Сам же автор – устами своих кураторов – поясняет, что это «запечатленный в громадном размере обычный рабочий материал в самом начале обретения задуманной формы – знак незавершенности, преображения и становления» и «олицетворяет саму суть творчества, в процессе которого художник придает новый облик не только материи, но и миру вокруг».
Говоря другими словами, это памятник самому материалу, из которого делаются скульптурные объекты на самом раннем этапе. А они делаются да, из глины, и только потом обретают законченную форму в камне, металле и т. п. Ход остроумный: в основе любого микеланджеловского (или не очень) Давида, рвущего пасть льву Геракла, статуи Свободы или восседающего на коне маршала Жукова лежал именно кусок глины. И в каком то смысле этот кусок глины присутствует в любом памятнике, барельефе, скульптуре со станции метро «Площадь Революции» или в любом из семи фарфоровых слоников с бабушкиного комода.
С этой точки зрения воспеть именно саму глину – невидимую и никем не упоминаемую основу скульптурного мастерства – это очень красиво, не находите?..
Омагат, не тем я занимаюсь, мне же надо в искусствоведы, я ж что угодно смогу обосновать, бггг.

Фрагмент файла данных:
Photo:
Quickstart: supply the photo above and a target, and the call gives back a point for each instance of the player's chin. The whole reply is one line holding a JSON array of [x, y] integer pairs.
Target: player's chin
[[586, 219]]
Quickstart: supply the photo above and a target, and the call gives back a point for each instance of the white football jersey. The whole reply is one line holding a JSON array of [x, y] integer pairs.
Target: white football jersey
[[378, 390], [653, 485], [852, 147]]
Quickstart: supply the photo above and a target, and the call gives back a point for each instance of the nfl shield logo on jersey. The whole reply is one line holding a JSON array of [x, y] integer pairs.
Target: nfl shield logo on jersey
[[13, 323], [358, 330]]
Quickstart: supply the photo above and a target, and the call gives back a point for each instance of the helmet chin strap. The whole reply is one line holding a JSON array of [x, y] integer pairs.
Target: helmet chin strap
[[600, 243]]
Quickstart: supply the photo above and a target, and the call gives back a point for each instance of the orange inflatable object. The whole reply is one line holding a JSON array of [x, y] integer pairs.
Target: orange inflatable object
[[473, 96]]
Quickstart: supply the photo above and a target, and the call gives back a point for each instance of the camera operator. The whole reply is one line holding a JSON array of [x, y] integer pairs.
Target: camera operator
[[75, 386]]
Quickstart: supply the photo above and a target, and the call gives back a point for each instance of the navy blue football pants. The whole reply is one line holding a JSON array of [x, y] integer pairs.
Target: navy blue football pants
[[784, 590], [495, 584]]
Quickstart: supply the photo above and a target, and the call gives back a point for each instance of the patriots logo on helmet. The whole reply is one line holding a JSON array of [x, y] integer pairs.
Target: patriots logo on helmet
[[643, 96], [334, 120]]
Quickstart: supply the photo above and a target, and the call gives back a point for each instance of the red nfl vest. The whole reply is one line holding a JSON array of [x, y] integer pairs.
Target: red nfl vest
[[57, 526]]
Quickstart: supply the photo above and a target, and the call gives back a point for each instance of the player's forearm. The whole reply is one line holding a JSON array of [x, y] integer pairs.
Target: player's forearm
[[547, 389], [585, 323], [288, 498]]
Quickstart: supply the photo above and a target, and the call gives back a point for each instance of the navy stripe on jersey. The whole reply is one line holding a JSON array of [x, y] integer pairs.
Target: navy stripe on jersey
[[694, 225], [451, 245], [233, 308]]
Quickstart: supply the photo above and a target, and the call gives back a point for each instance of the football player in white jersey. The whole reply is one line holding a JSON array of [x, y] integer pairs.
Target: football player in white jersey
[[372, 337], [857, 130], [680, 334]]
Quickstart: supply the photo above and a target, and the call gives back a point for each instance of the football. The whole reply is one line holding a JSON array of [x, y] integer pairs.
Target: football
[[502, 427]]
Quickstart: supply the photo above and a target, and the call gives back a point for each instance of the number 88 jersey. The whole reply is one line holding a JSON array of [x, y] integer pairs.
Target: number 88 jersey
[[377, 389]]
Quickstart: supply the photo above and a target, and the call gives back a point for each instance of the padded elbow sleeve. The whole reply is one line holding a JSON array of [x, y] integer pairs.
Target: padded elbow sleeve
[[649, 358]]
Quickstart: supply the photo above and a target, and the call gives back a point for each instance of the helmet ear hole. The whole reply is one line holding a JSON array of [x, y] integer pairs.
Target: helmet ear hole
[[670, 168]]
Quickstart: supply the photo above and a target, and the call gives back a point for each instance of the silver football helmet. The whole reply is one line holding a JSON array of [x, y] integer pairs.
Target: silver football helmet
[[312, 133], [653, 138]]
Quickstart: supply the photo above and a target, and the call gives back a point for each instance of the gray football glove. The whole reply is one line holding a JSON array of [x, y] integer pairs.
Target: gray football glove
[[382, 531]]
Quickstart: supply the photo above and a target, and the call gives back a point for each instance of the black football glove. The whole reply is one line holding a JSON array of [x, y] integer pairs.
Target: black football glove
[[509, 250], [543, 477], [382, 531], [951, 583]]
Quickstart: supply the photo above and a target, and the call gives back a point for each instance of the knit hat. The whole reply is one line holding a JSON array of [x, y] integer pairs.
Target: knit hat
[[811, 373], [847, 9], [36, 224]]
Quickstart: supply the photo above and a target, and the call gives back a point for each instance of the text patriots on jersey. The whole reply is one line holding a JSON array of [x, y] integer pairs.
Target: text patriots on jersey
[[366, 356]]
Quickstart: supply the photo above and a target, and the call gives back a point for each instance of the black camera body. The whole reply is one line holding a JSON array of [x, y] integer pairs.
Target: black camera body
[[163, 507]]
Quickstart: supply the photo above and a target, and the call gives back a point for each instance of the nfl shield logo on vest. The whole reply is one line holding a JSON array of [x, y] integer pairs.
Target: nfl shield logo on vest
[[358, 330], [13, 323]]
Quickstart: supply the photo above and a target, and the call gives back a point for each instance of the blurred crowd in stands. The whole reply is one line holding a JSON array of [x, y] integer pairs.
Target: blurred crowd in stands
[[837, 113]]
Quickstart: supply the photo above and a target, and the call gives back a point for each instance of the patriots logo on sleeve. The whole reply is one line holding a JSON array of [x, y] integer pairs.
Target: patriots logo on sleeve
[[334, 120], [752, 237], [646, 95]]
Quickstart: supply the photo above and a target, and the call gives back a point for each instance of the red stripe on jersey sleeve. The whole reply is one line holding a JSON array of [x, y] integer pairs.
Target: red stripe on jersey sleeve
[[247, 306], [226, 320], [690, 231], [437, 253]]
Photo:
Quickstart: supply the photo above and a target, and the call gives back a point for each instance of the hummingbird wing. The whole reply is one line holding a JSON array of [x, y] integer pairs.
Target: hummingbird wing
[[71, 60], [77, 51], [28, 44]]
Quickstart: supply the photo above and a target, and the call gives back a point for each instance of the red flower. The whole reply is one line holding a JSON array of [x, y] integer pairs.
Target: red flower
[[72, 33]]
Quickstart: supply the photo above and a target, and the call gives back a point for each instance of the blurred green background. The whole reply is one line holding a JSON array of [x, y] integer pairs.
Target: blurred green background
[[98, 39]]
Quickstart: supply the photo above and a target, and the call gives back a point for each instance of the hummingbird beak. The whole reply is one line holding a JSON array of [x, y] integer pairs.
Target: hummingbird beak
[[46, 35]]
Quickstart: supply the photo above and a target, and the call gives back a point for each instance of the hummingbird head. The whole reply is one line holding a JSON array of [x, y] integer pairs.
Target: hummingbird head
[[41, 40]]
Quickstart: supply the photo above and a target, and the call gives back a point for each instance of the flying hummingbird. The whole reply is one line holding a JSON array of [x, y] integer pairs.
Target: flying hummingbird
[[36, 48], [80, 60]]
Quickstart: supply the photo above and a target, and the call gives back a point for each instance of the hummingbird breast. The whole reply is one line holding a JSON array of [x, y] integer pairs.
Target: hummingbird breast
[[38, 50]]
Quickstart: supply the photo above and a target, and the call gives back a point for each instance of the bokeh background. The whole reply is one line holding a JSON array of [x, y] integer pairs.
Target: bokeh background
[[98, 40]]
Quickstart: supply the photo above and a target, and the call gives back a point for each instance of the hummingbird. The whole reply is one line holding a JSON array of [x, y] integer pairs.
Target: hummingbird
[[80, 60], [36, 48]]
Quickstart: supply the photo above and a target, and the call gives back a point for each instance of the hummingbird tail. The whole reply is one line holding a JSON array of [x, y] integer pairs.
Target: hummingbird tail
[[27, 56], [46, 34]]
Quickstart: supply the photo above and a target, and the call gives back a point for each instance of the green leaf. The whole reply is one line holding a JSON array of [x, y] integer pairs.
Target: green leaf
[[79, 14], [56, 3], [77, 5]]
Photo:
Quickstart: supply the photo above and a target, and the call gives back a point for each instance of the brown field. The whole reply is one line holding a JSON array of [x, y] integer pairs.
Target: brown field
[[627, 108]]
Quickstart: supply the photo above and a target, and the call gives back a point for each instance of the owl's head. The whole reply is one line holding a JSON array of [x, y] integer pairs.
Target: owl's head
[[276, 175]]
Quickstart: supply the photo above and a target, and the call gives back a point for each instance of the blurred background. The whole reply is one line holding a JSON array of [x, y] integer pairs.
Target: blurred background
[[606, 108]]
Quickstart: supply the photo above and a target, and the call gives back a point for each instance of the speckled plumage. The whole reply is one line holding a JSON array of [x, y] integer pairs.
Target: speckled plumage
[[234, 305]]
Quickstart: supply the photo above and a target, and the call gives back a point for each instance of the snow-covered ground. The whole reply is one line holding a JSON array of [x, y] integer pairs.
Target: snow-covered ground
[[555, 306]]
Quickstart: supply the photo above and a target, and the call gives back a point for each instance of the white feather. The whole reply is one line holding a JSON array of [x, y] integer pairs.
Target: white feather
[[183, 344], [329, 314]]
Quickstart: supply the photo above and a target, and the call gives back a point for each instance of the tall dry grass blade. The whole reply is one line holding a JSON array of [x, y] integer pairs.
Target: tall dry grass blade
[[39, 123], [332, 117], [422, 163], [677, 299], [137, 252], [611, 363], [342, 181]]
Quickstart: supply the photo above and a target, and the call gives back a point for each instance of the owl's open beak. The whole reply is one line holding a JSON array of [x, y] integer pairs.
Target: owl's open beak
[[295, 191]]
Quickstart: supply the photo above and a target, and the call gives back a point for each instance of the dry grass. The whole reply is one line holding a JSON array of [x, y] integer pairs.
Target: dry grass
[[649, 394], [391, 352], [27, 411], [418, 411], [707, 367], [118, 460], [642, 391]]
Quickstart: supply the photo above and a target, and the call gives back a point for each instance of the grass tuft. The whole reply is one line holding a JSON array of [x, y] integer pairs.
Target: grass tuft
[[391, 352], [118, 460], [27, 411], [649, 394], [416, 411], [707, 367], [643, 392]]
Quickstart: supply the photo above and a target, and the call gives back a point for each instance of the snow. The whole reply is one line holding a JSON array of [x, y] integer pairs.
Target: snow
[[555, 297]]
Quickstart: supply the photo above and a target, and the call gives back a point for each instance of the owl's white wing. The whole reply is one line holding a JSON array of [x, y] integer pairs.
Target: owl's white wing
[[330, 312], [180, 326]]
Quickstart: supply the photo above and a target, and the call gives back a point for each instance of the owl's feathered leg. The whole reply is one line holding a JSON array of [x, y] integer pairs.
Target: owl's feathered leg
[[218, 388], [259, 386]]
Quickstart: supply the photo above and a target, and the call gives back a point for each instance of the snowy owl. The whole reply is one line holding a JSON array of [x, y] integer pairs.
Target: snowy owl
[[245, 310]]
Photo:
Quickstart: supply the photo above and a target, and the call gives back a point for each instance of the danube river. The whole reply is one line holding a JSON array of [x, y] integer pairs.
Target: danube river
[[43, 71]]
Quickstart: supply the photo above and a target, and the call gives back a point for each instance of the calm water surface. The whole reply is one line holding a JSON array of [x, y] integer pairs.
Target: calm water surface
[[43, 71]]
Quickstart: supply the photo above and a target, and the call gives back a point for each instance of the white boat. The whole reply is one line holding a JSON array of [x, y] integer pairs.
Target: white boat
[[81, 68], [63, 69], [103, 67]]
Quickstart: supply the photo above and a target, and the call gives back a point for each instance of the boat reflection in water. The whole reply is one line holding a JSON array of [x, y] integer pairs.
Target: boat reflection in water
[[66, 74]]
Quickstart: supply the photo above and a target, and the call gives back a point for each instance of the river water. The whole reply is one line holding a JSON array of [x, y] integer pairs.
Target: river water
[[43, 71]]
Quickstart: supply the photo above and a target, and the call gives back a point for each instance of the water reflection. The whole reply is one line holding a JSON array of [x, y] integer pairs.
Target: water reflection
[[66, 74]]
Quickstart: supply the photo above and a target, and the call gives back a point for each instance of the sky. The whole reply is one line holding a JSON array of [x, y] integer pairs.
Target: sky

- Задание
Определите, соответствует ли каждое из утверждений (а), (б) и (в) тексту для чтения, и для каждого ответьте «да» или «нет», подкрепив ответ точной цитатой из текста. (а) На самом раннем этапе скульптурные объекты делаются из глины. (б) В тексте говорится о десяти фарфоровых слониках. (в) Автор поясняет свою работу устами своих кураторов. Записи получены из другого источника.

- Ответ на задание
(а) Да: «А они делаются да, из глины».
(б) Нет: «в любом из семи фарфоровых слоников с бабушкиного комода».
(в) Да: «Сам же автор – устами своих кураторов – поясняет».